**Given problem:** Retype every one of the records below exactly as they appear, keeping each line unchanged and in the same order.

────────

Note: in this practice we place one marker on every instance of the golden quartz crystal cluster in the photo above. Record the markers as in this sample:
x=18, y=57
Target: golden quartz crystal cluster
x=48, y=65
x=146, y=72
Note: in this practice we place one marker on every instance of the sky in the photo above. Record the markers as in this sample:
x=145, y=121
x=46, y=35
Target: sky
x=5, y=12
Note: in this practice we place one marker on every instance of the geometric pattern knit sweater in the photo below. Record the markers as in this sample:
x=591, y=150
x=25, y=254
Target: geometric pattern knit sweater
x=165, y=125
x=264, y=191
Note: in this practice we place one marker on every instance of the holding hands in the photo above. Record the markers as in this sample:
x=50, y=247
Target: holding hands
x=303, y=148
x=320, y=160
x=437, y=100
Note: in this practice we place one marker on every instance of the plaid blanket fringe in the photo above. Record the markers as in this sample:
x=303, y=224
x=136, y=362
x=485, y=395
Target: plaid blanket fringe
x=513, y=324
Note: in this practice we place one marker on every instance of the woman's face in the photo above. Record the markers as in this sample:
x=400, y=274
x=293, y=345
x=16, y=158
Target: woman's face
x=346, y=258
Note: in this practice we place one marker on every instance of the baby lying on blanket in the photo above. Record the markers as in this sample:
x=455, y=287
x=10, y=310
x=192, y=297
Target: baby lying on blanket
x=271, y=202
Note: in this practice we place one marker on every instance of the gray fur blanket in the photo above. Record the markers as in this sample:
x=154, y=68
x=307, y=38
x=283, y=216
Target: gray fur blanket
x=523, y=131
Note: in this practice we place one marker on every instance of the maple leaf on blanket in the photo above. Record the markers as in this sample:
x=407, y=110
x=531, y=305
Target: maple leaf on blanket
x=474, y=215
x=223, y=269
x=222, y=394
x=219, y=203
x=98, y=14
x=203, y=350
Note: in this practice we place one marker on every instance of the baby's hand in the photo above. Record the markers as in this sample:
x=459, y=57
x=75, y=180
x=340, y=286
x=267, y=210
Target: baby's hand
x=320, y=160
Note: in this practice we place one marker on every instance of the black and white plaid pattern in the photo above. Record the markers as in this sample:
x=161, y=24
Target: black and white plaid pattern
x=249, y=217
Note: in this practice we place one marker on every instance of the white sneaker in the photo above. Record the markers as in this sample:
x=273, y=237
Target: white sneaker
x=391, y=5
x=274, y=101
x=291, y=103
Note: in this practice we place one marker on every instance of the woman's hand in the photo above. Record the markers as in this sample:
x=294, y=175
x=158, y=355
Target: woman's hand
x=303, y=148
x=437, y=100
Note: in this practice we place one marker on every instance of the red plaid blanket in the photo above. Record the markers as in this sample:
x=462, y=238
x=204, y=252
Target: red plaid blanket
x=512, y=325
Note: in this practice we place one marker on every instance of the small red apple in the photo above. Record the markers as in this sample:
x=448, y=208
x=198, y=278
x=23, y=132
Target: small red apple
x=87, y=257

────────

**Output of the exercise:**
Note: in this practice we place one marker on every instance of the golden quartz crystal cluster in the photo above. Record the markers as in this sample:
x=18, y=57
Target: golden quartz crystal cluster
x=48, y=65
x=146, y=72
Note: in this practice we place one marker on every instance of the sky in the photo above. Record the markers as in this sample:
x=145, y=121
x=46, y=35
Target: sky
x=5, y=12
Note: in this practice we place one marker on every instance of the geometric pattern knit sweater in the photo below. Record the markers as in this sample:
x=591, y=150
x=25, y=254
Target: geometric pattern knit sweater
x=165, y=125
x=264, y=191
Note: in this practice we place one marker on every instance of the holding hands in the photo above. Record the markers as in this sample:
x=50, y=247
Target: holding hands
x=303, y=148
x=320, y=160
x=437, y=100
Note: in this practice we place one marker on every instance of the plaid blanket fringe in the photo above. Record the markers as in this sample:
x=303, y=224
x=136, y=362
x=485, y=395
Target: plaid blanket fringe
x=513, y=324
Note: in this practice we place one marker on every instance of the woman's face in the photo above. Record the markers as in this sample:
x=400, y=274
x=293, y=345
x=16, y=158
Target: woman's face
x=346, y=258
Note: in this practice we place one marker on every instance of the baby lying on blanket in the photo above. Record the markers as in this sample:
x=455, y=287
x=10, y=310
x=192, y=297
Target: baby lying on blanket
x=271, y=202
Note: in this practice we place one marker on every instance of the gray fur blanket in the photo above. Record the markers as in this sample:
x=154, y=68
x=307, y=38
x=283, y=216
Target: gray fur blanket
x=523, y=131
Note: in this practice we place one marker on every instance of the maple leaf on blanket in the photo above. Record the markers as in this sample:
x=407, y=110
x=531, y=305
Target: maple leaf on blanket
x=474, y=215
x=223, y=269
x=222, y=394
x=219, y=203
x=98, y=14
x=203, y=350
Note: in this practice we place one marker on every instance of the baby's hand in the photo above. Record the markers as in this sample:
x=459, y=57
x=75, y=180
x=340, y=286
x=267, y=210
Target: baby's hand
x=320, y=160
Note: in this practice we place one marker on every instance of the black and white plaid pattern in the photo above. Record the markers as in this sample:
x=161, y=24
Target: black and white plaid pattern
x=249, y=217
Note: in this practice we place one marker on every instance of the white sneaker in the photo above. Record the markers as in this sample:
x=273, y=237
Target: white sneaker
x=391, y=5
x=274, y=101
x=291, y=103
Note: in this practice we place one marker on every instance of the woman's hand in the photo above. Record the markers as in this sample:
x=294, y=175
x=158, y=355
Target: woman's hand
x=303, y=148
x=437, y=100
Note: in this practice we place one marker on every instance of the red plaid blanket in the photo above. Record the markers as in this sample:
x=462, y=238
x=204, y=252
Target: red plaid blanket
x=512, y=325
Note: in this practice we place one marker on every instance of the small red apple in the photo above. Record the markers as in this sample:
x=448, y=208
x=198, y=278
x=23, y=132
Target: small red apple
x=87, y=257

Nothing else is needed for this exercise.